> **DOCUMENT EXTRACT**:
-.-.-

# using 24pin motherboard with 20 pin psu



## ste2425 (May 31, 2008)

hi i have as seen in my spec a Biostar gf7050v-m7 motherboard (wat was on the box) i have at the moment no actual graphics card just a cheap one built into the motherboard and was wondering is there a way to fit my 20 pin psu socket on the motherboard just so it can be used? there'l be no hard core gaming or out untill i get a new psu i just want to be able to use the computer I have a intel dual core proccessor so i dnt wanna be frying it reali. But as i said i just want to be able to run the machine, there will not be any demanding work untill i get a new psu and graphics card.

al help will be appriciated
ste


----------



## sneekypeet (May 31, 2008)

yes plugging it in will run the mobo...they do make 20pin to 24pin adapters if you are really worried about it.

I have bench tested mobo's with a 20pin PSU with no issues!


----------



## ste2425 (May 31, 2008)

hi what do you mean mobo? and which way coz it will have socket let spare on either side or a combination of the two side if you get what im trying to say.


----------



## sneekypeet (May 31, 2008)

ok mobo= motherboard.

if you look carefully the 20pin plug goes in tho the slots in the motherboard only one way....the pins are shaped...look closer!


----------



## ste2425 (May 31, 2008)

O right thanks, and what i mean is even the right way round there's 20 pins on the connector but 24 on the motherboard so there will be 4 on the motherboard that are not used. I just wondered where do i plug it in. With the spare sockets on the right of my psu connector or left


----------



## sneekypeet (May 31, 2008)

thats what I mean by look at it.....the plug ends are shaped...squares for some and squares with trimmed corners for the others...it should only go in one way!










see how both have shape to the pins in question...it should go only one way!


----------



## ste2425 (Jun 9, 2008)

sorryfor the late reply, and a right i get you now sorry bout the confusion and thanks for the help


----------

-.-.-

[Saved data entries]
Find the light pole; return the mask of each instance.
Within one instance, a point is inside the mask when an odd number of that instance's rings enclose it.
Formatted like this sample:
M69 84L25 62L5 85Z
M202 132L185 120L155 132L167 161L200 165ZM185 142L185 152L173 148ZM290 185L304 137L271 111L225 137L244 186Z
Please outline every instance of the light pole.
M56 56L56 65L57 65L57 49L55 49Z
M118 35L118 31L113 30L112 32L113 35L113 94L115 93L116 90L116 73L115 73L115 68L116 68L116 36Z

-.-.-

> **STATED EXERCISE 1**: In the power supply thread, what word does sneekypeet say "mobo" stands for?
> **STATED EXERCISE 2**: Retype the passage of the power supply thread from "hi i have as" to "and graphics card.".
Answer using only the power supply thread.

> **WRITTEN ANSWER 1**: Motherboard.

> **WRITTEN ANSWER 2**:
hi i have as seen in my spec a Biostar gf7050v-m7 motherboard (wat was on the box) i have at the moment no actual graphics card just a cheap one built into the motherboard and was wondering is there a way to fit my 20 pin psu socket on the motherboard just so it can be used? there'l be no hard core gaming or out untill i get a new psu i just want to be able to use the computer I have a intel dual core proccessor so i dnt wanna be frying it reali. But as i said i just want to be able to run the machine, there will not be any demanding work untill i get a new psu and graphics card.